### Stored data entries
** begin **
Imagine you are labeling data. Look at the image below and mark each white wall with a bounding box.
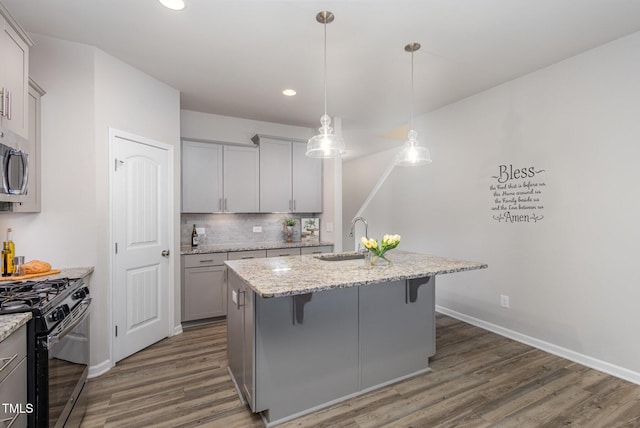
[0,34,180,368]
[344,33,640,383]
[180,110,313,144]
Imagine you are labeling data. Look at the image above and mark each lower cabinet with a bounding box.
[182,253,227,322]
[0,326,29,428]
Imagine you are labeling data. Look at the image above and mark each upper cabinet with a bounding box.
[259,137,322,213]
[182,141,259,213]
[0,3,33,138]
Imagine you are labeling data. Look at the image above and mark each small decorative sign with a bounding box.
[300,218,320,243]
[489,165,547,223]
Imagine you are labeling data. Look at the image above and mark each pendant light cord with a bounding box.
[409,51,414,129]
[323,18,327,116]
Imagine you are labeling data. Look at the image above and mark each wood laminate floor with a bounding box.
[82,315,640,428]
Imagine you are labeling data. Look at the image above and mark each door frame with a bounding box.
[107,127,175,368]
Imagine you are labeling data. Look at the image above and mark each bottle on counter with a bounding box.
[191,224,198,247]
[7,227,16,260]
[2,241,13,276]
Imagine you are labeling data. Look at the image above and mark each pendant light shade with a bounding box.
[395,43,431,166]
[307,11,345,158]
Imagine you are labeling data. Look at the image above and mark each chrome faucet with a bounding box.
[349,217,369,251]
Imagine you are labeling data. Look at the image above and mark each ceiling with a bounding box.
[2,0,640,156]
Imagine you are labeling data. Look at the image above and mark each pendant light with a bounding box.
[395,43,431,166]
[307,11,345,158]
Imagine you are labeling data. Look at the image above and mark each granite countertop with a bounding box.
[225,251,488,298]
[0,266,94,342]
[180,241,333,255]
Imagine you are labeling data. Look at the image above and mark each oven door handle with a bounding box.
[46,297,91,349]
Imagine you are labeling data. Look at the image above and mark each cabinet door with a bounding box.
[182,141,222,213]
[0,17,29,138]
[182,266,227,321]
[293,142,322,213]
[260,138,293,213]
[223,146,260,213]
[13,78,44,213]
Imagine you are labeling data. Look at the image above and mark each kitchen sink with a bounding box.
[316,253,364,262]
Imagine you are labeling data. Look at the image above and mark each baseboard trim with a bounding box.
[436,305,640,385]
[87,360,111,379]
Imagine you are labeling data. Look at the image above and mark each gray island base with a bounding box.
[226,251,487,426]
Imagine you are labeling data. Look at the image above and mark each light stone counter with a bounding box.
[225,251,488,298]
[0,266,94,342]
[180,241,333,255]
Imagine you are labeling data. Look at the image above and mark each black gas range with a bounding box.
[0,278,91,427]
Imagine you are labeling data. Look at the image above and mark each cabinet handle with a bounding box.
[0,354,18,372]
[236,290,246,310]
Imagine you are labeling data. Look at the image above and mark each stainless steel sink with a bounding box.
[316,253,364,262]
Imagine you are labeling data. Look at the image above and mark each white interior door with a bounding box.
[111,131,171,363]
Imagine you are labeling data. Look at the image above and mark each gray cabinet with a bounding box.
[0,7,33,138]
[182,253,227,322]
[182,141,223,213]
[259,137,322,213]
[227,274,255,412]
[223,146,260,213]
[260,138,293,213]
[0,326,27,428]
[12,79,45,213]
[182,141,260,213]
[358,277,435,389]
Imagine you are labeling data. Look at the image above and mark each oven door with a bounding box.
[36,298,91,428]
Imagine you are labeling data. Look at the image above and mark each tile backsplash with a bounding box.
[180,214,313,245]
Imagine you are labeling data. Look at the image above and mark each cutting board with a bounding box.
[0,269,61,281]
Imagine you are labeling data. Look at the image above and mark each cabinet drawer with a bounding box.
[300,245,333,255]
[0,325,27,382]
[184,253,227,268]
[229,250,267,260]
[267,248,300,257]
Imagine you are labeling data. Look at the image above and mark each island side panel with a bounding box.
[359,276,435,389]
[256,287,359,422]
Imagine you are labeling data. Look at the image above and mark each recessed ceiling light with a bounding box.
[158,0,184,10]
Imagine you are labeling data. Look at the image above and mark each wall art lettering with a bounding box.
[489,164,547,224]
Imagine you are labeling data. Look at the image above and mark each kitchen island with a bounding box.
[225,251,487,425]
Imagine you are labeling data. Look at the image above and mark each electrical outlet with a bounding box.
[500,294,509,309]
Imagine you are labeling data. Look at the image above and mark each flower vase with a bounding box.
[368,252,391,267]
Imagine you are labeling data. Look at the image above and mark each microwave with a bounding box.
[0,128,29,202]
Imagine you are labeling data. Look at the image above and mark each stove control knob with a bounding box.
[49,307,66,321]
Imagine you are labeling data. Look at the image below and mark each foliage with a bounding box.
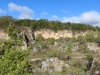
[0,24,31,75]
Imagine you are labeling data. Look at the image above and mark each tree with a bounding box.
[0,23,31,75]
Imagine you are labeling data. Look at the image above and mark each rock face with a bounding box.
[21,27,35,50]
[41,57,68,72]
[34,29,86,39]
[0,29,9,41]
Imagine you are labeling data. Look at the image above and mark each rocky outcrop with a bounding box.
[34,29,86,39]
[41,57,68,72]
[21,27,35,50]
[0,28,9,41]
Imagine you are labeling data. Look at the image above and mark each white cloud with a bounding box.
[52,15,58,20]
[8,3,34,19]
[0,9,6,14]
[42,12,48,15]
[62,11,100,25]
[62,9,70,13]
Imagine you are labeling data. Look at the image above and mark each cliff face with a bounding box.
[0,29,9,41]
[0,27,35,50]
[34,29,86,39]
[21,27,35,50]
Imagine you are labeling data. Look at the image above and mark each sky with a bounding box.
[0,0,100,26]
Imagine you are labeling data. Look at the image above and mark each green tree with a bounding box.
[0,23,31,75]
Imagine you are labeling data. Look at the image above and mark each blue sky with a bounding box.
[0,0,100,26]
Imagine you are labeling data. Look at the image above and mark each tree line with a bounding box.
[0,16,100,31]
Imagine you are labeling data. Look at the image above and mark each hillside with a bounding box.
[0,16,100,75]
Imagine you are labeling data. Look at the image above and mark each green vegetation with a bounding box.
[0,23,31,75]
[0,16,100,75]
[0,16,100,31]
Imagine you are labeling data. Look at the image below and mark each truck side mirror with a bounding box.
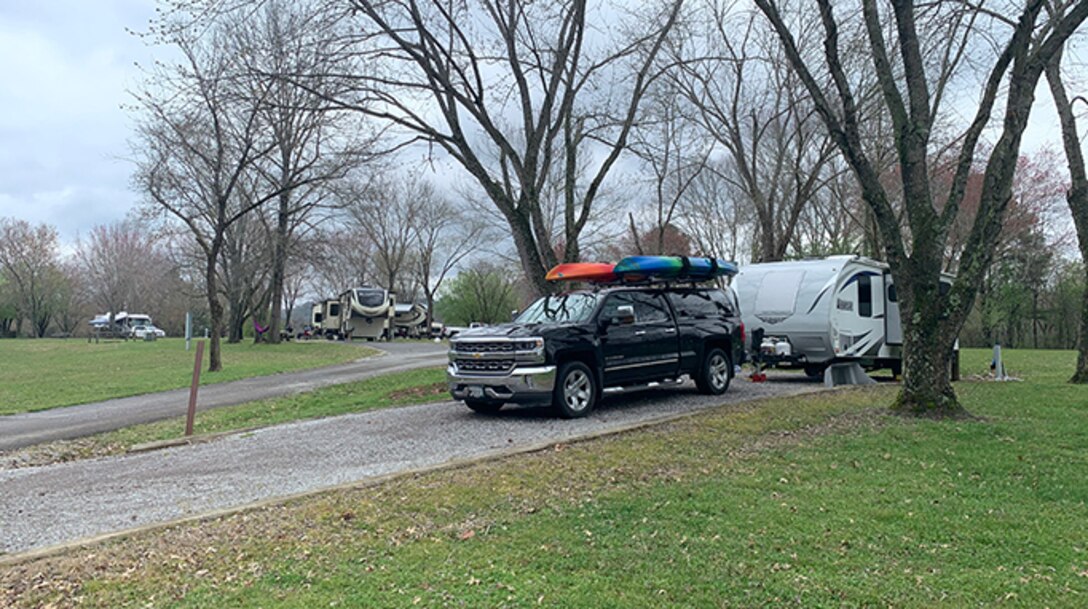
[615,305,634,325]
** end **
### SHORT EXERCISE
Rewrite all of the material above with "labeling" replaced by "annotating" and nothing else changed. Leave the pictures out of your answer.

### CORRECT RESULT
Imagine you are annotating data. Look at the image below and mark each white wall with a bounding box.
[0,34,180,368]
[344,33,640,383]
[180,110,313,144]
Imagine you are annotating data. Look at the image above and mark each lower cabinet with a bounding box.
[182,253,227,322]
[0,326,29,428]
Imagine you are annotating data. Look at the image above and mark each upper cabinet with a bounding box.
[259,137,322,213]
[182,141,259,213]
[0,3,33,138]
Imagine you are annotating data. Look at the image above and mark each small decorative sign with a bounding box.
[300,218,320,243]
[489,165,547,223]
Imagine you are annotating data. Look at the image above and mark each pendant light cord with a bounding box.
[409,51,414,129]
[323,18,327,116]
Imagine you are annotating data. Look at the image above and mark each wood laminate floor with a bounding box.
[82,315,640,428]
Imagine you are annotating data. Look at the image above and mark each door frame with a bounding box.
[107,127,175,368]
Imagine you are annotating data. Look at the image above and mark each bottle on counter with a bounding box.
[191,224,198,247]
[7,227,16,260]
[2,241,13,276]
Imagine you are annotating data. Look at the image above and mark each pendant light shade with a bounding box.
[395,43,431,166]
[307,11,345,158]
Imagine you are annotating data. Look at the image above and mark each chrome faucet with a bounding box.
[349,217,369,251]
Imagine you are annotating data. Look at the image above and mark each ceiling with a bounding box.
[2,0,640,156]
Imagine you are annotating data. Look at the image above and mark each pendant light with a bounding box.
[395,43,431,166]
[307,11,345,158]
Imagine you are annotating data. Look at the image above and mark each granite countertop with a bounding box.
[225,251,488,298]
[0,266,94,342]
[180,241,333,255]
Imagine you are annotating data. Look at the image above and mark each oven door handle with a bounding box.
[46,297,91,349]
Imagine you are annotating data. Look at the image above and mark each cabinet door with a bounding box.
[182,141,222,213]
[0,17,29,138]
[182,266,227,321]
[293,142,322,213]
[260,138,293,213]
[223,146,260,213]
[13,78,44,213]
Imagine you are annotating data. Look at the image above and mark each kitchen sink with a bounding box.
[316,253,364,262]
Imagine you are annotating data. Look at the image above and mark each baseboard trim with a bounding box.
[436,305,640,385]
[87,360,111,379]
Imagine you are annotating data. Look at the image above and mark each gray island base with a bounding box.
[226,251,487,426]
Imagine you are annotating data. Look at the image above and mark each light stone counter with a bounding box.
[225,251,488,298]
[0,266,94,342]
[180,241,333,255]
Imagine you are annotating data. Look at the image above and mark each black gas range with a bounding box.
[0,278,91,427]
Imagine you are annotating data. Look at the image above and mark each cabinet handle with a bounding box.
[0,354,18,372]
[236,290,246,310]
Imagine you are annotating data. Look at the image above and mark each stainless steel sink with a bounding box.
[316,253,364,262]
Imagine you are annotating data. Look at the image above and mark each white interior door with a bounding box.
[111,131,171,363]
Imagine you are annotating data. Look at the image above and mark each gray cabinet with a bounding box.
[0,7,33,138]
[182,253,227,322]
[182,141,223,213]
[259,137,322,213]
[227,274,255,412]
[223,146,260,213]
[260,138,293,213]
[0,326,27,428]
[12,79,45,213]
[182,141,260,213]
[358,277,435,389]
Imagine you are annotating data. Look at the image above and mark each oven door with a bounding box.
[36,298,91,428]
Imagine you are annotating data. Look at the image above and mark each tile backsplash with a bounding box.
[180,214,313,245]
Imagine you are annotating data. Look at the image above and mark each cutting board with a bounding box.
[0,269,61,281]
Imagine you are annotating data. Look at the image above and mark each cabinet drawer with a bounding box.
[300,245,333,255]
[0,325,27,382]
[184,253,227,268]
[229,250,267,260]
[267,248,300,257]
Imagine you are annotating data. Look at the image above and mark each island side panel with a bounding box.
[359,276,435,389]
[256,287,359,422]
Imagine you are annotating data. Look at the image above and mark each recessed ceiling light with a bounding box.
[158,0,184,10]
Imagine you are annotating data. Look at the image above and mark each wall art lettering with a bounding box.
[489,164,547,224]
Imagine you are annotating data. Look at the image above and mark each kitchen island with a bounding box.
[225,251,487,425]
Imagine you are annotating data. Look at the image above and mark each electrical outlet with a bounding box.
[500,294,509,309]
Imagine you are annotating data. Look at the image above and mark each flower vase with a bounding box.
[368,252,391,267]
Imagine you are annotating data. Look at the image above and mark each microwave with a bounding box.
[0,128,29,202]
Imagine you are annotating data. Look at the image above and mark each stove control knob with a bounding box.
[49,307,66,321]
Imagine you are annotating data. Look at the image below and mark each foliage with a bounding box.
[0,24,31,75]
Imagine you are annotating data. Look at the image above and mark each tree with a bounding box.
[0,23,31,75]
Imagine you are annotating data. Look at the image above and mark each rock face with a bounding box.
[21,27,35,50]
[41,57,68,72]
[34,29,86,39]
[0,29,9,41]
Imagine you are annotating data. Look at the image above and mark each rocky outcrop with a bounding box.
[34,29,86,39]
[41,57,68,72]
[21,27,35,50]
[0,28,9,41]
Imagine you are annotating data. Look at the image above and mark each white cloud with a bounding box.
[52,15,58,20]
[8,3,34,19]
[0,9,6,14]
[42,12,48,15]
[62,11,100,25]
[62,9,70,13]
Imagine you are annotating data. Look at the image above and mark each cliff face with a bounding box.
[0,29,9,41]
[0,27,35,50]
[34,29,86,39]
[21,27,35,50]
Imagine you are annotating data. Look at the image above and mark each sky with a bounding box.
[0,0,100,26]
Imagine you are annotating data. Look at the image above and mark each green tree with a bounding box.
[0,23,31,75]
Imagine you are annotating data. Look at the image above and mark each blue sky with a bounding box.
[0,0,100,26]
Imagine you are annotating data. Look at the image above and mark each tree line with a bounding box.
[0,16,100,31]
Imagine you are annotating data. Look at the image above and mark each hillside with a bounding box.
[0,16,100,75]
Imagine you are annotating data. Look at the image above and mark each green vegetation with a bounding box.
[0,23,31,75]
[0,16,100,75]
[0,16,100,31]
Imagine you are annotating data. Look at the image below and mark each truck side mirror with a bounding box.
[615,305,634,325]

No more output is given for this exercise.